## OBJECTIVE
Recast each line of the items below as a Markdown table with two columns, Row and Line, where Row numbers the rows and blank lines are skipped. Leave the pictures out.
** begin **
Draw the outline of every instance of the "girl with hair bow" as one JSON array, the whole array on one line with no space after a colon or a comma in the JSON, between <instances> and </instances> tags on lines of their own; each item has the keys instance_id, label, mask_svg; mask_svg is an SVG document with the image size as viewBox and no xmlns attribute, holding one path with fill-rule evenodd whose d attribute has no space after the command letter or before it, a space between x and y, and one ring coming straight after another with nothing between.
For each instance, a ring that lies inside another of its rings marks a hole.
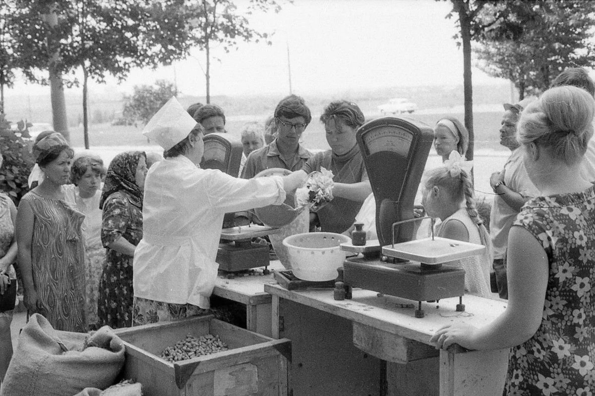
<instances>
[{"instance_id":1,"label":"girl with hair bow","mask_svg":"<svg viewBox=\"0 0 595 396\"><path fill-rule=\"evenodd\" d=\"M486 246L481 255L450 264L465 270L465 289L468 293L490 297L491 242L475 208L473 185L469 176L472 167L472 161L465 161L458 152L452 151L442 166L424 174L421 202L428 216L442 220L434 230L437 236Z\"/></svg>"}]
</instances>

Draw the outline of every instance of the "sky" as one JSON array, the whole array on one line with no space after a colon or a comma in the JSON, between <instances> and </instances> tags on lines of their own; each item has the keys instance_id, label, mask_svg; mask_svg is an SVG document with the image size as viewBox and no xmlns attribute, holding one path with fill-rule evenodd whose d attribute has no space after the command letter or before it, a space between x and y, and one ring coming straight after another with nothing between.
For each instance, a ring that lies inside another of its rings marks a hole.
** end **
## EXERCISE RESULT
| Row | Line |
|---|---|
| 1 | Draw the outline of every instance of the "girl with hair bow" as one JSON array, the whole array on one line with no space after a colon or a comma in the JSON, between <instances> and </instances> tags on lines of their own; each item has the keys instance_id, label, mask_svg; mask_svg is an SVG document with the image size as viewBox and no xmlns attribute, holding one path with fill-rule evenodd whose d attribute has no space after the command letter or before it, a space between x and y, and one ring coming straight after another with nothing between. |
| 2 | For each instance, a ring that lies inside another of its rings marks a hole. |
| 3 | <instances> |
| 4 | [{"instance_id":1,"label":"girl with hair bow","mask_svg":"<svg viewBox=\"0 0 595 396\"><path fill-rule=\"evenodd\" d=\"M486 246L481 255L450 264L465 270L465 289L468 293L490 297L491 242L475 208L473 185L469 176L472 167L472 161L465 161L458 152L452 151L442 166L424 174L421 202L428 216L442 220L434 230L437 236Z\"/></svg>"}] |
| 5 | </instances> |
| 6 | Draw the outline of every instance of the "sky" as one JSON array, the whole array on one line with no space after a colon or a comma in the JSON, between <instances> and </instances> tags on lines of their own; each item has the keys instance_id, label, mask_svg; mask_svg is an SVG document with the image size as viewBox and no xmlns attribute, holding one path with fill-rule evenodd whose d attribute has no space after the command letter or before it, a space between x and y, and one ring coming straight after another with nothing between. |
| 7 | For each instance, a ring that lies inside another of its rings marks a hole. |